## Page
§ §

Skip to content

The Crème de la Crème…

The first time I visited Scotland I stayed at a former hunting lodge near Montrose. A group of us spent Christmas there, and saw red squirrels, a haggis, and a ruined castle. It was tremendous fun. But on the nine-hour train journey back to London, the conductor decided to close the buffet car because the tea urn was broken.

We had no food for almost half a day’s travel on the grounds that it was impossible to make tea.

When I mentioned this to various friends, their response was to shrug and to comment that, well, did I expect anything better of Scottish attitudes towards food? This seemed only to have been confirmed by the fact that I had spotted a banner in Stonehaven, proudly proclaiming a local pub as the ‘birthplace’ of the deep-fried Mars bar.

The (alleged) home of the deep-fried Mars bar, in Stonehaven.

The (alleged) home of the deep-fried Mars bar, in Stonehaven.

With its reputation for heavy drinking, and enthusiasm for a cuisine that makes a virtue of the deep-fat fryer, Scotland is not usually held up as a paragon of culinary sophistication. But anyone who visits the country realises that it’s possible to eat well – very well – there: that there are interesting independent food shops, farmers’ markets, local producers of smoked fish, venison, biscuits, and other specialities, and plenty of excellent restaurants.

So why, then, this insistence that Scottish cuisine is best exemplified by White Lightening cider (which sold at around 8% alcohol per volume, before being discontinued by its producer for encouraging heavy drinking) and deep-fried fast food?

The idea of Scotland as a land of clans, tartan, country dancing, and highland games was invented during the late eighteenth and nineteenth centuries. As Hugh Trevor-Roper explains in Eric Hobsbawm and Terence Ranger’s classic The Invention of Tradition (1983), ‘the whole concept of a distinct Highland culture and tradition is a retrospective invention.’* Until the seventeenth and early eighteenth centuries, Scotland was connected, culturally, to Ireland. The construction of the ‘Highland tradition’ was an attempt to create a distinct, unique Scotland. It was adopted in three stages:

First, there was the cultural revolt against Ireland: the usurpation of Irish culture and the re-writing of early Scottish history… Secondly, there was the artificial creation of new Highland traditions, presented as ancient, original and distinctive. Thirdly, there was the process by which these new traditions were offered to, and adopted by, historic Lowland Scotland: the Eastern Scotland of the Picts, the Saxons and the Normans.

This process was consolidated in the early- to mid-nineteenth century, with the popularity of Sir Walter Scott’s novels about an idealised Scotland, and the Victorian ‘discovery’ of the country. As clothing, music, and language were co-opted in this remaking of Scotland, so was food: shortbread, oats, smoked fish, haggis, and neeps and tatties also became emblematic of this new, imagined nation.

Sometimes Scotland does itself no favours - in Edinburgh, near the Grassmarket.

Sometimes Scotland does itself no favours – in Edinburgh, near the Grassmarket.

These dishes and ingredients not only represented Scotland, but Scottish people themselves. Stereotyped as hardy, brave, and prudent, this was the frugal, healthy fare of a nation accustomed to preparing for hard times. Even the national drink – whiskey – was to be drunk slowly, and in small quantities. Advertisements for Scottish produce in the twentieth century urged mothers to buy Scottish oats so that their children would grow up to be as big and strong as Scotsmen wielding the cabers, stones, and hammers of the highland games.

§ §

[Excerpts from point-annotation data]
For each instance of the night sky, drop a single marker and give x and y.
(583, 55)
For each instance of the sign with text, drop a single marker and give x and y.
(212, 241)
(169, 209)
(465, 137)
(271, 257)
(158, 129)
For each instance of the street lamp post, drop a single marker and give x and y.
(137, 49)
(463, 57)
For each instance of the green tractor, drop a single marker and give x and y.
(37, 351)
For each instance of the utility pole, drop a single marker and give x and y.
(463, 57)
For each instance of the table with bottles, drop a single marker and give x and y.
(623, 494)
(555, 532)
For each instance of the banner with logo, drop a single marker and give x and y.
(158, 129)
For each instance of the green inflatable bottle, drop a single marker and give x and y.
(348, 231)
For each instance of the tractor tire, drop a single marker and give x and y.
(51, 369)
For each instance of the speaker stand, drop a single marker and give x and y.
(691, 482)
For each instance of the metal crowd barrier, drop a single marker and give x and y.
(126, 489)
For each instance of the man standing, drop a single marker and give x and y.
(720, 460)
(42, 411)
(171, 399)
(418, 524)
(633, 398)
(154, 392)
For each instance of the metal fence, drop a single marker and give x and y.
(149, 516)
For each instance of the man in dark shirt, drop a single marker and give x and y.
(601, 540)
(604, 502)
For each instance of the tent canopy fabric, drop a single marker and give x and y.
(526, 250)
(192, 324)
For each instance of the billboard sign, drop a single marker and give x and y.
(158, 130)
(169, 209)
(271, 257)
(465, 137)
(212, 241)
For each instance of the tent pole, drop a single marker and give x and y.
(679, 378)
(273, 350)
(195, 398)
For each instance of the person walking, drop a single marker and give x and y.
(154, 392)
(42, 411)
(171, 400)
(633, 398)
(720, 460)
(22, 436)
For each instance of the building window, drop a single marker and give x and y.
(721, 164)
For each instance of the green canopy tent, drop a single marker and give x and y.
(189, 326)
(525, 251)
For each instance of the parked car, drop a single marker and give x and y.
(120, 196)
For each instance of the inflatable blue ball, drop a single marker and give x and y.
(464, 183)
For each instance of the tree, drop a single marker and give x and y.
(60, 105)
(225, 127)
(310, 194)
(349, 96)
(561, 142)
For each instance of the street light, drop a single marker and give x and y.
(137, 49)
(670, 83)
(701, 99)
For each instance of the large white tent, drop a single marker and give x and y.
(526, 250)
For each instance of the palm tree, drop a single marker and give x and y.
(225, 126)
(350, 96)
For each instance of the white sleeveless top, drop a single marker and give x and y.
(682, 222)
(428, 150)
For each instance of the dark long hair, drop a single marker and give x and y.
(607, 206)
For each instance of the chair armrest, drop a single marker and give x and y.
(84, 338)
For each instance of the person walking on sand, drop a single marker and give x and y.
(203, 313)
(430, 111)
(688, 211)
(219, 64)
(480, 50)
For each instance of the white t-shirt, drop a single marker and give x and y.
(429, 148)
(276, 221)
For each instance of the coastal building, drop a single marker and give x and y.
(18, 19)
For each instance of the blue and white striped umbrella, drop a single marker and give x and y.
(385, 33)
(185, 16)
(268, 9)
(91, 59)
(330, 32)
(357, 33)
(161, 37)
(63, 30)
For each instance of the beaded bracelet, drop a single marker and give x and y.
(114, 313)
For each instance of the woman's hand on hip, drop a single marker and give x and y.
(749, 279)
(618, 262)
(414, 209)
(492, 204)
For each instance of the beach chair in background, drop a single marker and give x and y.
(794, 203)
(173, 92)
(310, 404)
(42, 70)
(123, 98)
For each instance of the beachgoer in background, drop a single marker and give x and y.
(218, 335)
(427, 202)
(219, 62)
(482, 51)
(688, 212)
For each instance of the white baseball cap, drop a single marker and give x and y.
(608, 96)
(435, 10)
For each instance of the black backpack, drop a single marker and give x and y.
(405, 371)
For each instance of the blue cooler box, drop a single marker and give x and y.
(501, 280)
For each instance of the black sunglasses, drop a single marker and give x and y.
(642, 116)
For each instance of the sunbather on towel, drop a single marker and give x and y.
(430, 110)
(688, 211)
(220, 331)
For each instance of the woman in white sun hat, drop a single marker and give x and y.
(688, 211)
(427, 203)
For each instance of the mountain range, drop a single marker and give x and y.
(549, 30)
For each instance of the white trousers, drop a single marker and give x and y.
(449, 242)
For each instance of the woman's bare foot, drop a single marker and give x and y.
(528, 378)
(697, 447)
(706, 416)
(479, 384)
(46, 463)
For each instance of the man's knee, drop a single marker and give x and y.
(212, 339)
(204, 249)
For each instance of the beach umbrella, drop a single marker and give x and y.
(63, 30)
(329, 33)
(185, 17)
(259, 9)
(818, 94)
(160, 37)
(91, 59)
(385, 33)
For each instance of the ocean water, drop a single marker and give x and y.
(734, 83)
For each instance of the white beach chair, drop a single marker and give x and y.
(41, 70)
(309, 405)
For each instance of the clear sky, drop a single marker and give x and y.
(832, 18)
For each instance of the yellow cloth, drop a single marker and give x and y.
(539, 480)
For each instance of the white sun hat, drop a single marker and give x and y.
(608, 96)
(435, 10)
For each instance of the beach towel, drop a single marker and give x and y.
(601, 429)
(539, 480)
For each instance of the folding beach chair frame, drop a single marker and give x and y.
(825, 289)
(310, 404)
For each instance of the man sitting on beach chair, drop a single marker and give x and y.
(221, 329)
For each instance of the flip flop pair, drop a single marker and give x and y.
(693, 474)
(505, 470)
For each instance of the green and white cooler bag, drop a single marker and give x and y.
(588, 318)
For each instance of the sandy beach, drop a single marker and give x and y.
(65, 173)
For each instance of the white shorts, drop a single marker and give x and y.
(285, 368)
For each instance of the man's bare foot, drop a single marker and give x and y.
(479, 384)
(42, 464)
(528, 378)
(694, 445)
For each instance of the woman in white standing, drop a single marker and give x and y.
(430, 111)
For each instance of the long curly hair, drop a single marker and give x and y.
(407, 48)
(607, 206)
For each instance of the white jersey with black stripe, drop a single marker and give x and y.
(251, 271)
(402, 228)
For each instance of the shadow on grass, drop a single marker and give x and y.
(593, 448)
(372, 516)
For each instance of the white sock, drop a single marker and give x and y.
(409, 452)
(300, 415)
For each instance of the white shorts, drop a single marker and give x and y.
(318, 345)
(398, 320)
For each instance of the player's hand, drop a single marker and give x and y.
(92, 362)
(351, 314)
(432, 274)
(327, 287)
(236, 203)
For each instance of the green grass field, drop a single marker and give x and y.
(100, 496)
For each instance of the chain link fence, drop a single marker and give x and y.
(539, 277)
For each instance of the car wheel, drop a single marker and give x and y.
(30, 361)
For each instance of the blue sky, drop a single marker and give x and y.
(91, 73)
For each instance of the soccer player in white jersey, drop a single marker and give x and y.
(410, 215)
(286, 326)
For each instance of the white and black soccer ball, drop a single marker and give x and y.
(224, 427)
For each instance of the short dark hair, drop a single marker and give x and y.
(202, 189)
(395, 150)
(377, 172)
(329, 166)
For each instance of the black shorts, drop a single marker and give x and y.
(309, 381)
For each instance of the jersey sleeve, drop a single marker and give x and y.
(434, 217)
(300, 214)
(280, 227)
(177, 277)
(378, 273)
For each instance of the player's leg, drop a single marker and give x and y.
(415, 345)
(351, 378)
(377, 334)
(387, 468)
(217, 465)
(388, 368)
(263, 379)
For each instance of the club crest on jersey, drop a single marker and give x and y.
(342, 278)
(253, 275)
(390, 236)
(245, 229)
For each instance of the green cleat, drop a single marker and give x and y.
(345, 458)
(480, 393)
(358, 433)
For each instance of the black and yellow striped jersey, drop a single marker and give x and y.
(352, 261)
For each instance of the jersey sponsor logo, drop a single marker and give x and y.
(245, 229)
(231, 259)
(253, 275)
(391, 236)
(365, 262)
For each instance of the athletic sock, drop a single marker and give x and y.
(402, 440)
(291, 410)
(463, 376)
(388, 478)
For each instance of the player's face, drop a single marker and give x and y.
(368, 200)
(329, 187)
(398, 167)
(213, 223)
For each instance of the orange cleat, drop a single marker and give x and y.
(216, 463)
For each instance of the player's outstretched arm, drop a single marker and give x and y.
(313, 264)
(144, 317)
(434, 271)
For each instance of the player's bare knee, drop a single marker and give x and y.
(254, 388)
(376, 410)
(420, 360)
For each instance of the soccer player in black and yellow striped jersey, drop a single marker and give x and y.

§ §

## Given task
Can you set down, word for word, the passage of the essay on Scottish food starting at "So why, then, this" and ending at "deep-fried fast food?"?

## Correct result
So why, then, this insistence that Scottish cuisine is best exemplified by White Lightening cider (which sold at around 8% alcohol per volume, before being discontinued by its producer for encouraging heavy drinking) and deep-fried fast food?